* _Aim_
Copy the listing from the line containing "I'd really appreciate a bounding box for the green lawn" down to the line containing "[80,90,220,178]", swapping "balcony" for "upper terrace" and leaving everything else unchanged.
###
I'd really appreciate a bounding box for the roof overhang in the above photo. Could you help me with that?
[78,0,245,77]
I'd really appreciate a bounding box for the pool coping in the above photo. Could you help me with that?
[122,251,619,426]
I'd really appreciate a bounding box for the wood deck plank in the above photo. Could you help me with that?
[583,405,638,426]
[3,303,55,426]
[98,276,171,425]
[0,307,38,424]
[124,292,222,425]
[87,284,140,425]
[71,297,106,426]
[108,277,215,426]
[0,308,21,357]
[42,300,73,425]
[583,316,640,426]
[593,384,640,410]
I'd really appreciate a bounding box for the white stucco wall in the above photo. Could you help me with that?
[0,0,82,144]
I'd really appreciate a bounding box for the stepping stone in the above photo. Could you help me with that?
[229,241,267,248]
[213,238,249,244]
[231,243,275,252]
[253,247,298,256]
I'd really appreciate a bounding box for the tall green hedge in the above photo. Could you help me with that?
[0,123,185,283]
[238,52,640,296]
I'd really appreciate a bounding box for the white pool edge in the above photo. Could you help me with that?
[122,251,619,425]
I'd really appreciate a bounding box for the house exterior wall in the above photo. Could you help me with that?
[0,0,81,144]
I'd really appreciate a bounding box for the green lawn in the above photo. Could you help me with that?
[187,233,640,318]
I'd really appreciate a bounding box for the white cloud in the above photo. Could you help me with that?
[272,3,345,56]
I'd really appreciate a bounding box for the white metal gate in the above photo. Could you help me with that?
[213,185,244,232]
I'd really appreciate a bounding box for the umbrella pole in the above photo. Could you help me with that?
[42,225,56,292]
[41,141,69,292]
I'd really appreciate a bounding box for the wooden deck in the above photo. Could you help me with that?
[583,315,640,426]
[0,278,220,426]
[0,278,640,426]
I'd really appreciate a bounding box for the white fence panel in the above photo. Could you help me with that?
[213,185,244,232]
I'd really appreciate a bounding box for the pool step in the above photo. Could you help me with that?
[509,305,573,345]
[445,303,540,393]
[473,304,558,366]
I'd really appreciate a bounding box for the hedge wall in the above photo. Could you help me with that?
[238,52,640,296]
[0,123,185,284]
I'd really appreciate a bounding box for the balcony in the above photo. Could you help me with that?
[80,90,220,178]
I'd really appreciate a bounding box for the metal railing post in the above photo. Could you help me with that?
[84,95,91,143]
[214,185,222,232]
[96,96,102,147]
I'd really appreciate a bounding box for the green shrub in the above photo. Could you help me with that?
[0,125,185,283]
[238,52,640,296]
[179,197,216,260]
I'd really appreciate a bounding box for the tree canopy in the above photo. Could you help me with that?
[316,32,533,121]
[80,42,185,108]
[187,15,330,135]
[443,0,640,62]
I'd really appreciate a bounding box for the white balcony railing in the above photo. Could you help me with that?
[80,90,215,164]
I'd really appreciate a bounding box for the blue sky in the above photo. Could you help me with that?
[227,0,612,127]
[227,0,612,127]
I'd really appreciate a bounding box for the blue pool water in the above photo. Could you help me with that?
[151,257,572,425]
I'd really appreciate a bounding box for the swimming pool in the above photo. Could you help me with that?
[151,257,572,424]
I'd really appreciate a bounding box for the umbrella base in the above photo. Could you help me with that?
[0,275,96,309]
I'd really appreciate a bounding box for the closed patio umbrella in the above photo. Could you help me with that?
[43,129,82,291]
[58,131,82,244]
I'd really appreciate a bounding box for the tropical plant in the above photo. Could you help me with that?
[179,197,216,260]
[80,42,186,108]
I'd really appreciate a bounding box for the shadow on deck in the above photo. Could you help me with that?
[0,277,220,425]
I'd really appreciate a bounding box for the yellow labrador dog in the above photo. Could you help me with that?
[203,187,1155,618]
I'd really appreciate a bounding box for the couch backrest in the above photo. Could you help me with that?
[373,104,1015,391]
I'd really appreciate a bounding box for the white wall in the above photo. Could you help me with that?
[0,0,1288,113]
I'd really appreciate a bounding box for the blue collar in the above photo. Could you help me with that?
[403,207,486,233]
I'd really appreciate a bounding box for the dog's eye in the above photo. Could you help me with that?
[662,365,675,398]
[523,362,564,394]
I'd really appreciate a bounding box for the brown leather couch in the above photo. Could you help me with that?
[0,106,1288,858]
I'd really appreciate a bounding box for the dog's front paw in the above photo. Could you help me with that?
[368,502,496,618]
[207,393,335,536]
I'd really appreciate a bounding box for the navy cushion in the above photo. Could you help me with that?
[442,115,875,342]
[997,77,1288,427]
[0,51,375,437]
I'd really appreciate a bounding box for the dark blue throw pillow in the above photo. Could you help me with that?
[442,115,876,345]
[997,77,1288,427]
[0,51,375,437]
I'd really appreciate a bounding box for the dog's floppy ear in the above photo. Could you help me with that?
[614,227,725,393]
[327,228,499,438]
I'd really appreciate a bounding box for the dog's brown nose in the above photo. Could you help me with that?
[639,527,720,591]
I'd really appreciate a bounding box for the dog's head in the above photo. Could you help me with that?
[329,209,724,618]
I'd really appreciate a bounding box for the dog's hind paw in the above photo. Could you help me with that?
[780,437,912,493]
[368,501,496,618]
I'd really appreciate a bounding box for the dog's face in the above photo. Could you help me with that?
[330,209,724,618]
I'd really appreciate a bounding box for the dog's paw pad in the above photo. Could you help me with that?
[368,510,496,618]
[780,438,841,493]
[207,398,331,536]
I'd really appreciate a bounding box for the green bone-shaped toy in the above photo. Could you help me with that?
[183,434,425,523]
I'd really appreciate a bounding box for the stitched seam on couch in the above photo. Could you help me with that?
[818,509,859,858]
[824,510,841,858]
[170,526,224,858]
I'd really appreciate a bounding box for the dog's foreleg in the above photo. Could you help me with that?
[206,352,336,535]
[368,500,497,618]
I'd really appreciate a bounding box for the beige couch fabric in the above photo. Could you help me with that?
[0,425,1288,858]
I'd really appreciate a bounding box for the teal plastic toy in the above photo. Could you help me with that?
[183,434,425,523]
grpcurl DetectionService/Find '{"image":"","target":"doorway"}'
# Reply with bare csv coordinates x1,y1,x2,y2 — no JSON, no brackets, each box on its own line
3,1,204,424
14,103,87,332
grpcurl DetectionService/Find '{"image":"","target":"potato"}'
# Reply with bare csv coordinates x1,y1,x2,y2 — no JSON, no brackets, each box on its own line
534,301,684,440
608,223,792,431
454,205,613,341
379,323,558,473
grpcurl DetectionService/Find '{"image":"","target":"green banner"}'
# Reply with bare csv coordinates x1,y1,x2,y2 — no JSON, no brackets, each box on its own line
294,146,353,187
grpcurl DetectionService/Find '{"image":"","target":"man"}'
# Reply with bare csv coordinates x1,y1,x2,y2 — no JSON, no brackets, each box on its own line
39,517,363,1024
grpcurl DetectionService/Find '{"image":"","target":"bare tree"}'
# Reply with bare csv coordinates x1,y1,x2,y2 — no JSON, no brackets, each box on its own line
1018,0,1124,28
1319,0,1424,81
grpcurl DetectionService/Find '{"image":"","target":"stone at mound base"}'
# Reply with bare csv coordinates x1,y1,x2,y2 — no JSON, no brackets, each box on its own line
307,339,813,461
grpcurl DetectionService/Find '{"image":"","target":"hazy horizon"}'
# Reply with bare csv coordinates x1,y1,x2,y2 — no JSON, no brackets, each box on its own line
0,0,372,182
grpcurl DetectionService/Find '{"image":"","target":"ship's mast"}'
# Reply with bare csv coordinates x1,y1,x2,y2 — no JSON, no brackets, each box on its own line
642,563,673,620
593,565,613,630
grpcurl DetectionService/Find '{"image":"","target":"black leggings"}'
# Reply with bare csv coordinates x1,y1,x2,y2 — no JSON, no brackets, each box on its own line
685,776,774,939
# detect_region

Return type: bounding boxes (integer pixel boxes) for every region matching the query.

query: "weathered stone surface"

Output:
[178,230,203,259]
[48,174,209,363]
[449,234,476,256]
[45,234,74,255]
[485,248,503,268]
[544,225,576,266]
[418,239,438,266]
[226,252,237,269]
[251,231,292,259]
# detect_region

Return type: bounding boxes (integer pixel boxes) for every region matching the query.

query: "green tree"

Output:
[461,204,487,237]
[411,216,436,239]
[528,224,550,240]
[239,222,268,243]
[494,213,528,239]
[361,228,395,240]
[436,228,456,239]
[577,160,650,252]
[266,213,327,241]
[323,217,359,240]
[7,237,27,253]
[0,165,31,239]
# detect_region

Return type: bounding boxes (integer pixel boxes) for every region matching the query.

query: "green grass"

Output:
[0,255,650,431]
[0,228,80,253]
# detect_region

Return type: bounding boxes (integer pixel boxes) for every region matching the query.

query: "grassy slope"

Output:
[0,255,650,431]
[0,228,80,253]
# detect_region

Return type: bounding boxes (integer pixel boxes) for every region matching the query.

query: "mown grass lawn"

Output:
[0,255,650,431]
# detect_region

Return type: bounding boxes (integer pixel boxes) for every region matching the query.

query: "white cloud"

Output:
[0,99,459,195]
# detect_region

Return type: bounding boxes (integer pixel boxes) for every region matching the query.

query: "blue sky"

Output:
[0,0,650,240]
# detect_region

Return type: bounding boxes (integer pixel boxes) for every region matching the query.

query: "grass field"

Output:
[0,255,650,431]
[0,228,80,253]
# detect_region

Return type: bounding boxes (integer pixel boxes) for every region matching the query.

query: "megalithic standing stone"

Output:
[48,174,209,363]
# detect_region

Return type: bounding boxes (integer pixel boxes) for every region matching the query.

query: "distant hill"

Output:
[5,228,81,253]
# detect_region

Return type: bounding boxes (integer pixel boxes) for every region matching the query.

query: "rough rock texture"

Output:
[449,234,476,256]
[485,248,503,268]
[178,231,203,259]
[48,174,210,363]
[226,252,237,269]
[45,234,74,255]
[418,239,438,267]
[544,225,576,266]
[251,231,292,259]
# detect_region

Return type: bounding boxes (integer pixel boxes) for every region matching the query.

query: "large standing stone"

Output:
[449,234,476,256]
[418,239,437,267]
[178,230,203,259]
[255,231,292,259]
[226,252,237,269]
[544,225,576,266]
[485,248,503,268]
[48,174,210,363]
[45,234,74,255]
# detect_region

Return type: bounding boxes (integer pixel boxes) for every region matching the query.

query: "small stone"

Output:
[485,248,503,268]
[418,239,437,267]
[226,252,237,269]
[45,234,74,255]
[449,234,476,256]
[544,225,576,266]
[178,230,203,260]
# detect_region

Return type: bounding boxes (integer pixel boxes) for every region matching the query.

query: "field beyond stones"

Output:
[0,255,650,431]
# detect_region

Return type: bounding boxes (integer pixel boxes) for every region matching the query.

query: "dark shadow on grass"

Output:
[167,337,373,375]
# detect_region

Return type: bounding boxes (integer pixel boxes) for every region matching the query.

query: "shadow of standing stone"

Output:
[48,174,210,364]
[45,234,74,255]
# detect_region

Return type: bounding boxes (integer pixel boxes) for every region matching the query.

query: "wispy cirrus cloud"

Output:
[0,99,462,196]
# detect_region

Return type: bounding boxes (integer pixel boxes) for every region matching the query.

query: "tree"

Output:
###
* _Result of the task_
I'd really appreciate a bounding box for the green lawn in the above photo. Could you help me with that?
[187,233,640,318]
I'd really appreciate a bounding box for the white cloud in the above photo. Could you help me with that?
[272,3,345,56]
I'd really appreciate a bounding box for the white metal gate in the above photo. Could you help me with that?
[213,185,244,232]
I'd really appreciate a bounding box for the umbrella pole in the above photo. Could you help me with that?
[42,225,56,292]
[41,141,69,292]
I'd really appreciate a bounding box for the wooden deck in the above photo. Could you help me with that?
[583,315,640,426]
[0,278,220,426]
[0,278,640,426]
I'd really appreciate a bounding box for the white fence panel in the above photo. Could you help me with that?
[213,185,244,232]
I'd really appreciate a bounding box for the pool step in the above photo. Could you help me with that?
[509,305,573,345]
[445,303,540,393]
[473,304,558,366]
I'd really appreciate a bounding box for the hedge wall in the above photo. Could you help me with that?
[238,52,640,296]
[0,123,185,284]
I'd really appreciate a bounding box for the upper terrace in the above photo. Could you help me with that?
[80,90,220,178]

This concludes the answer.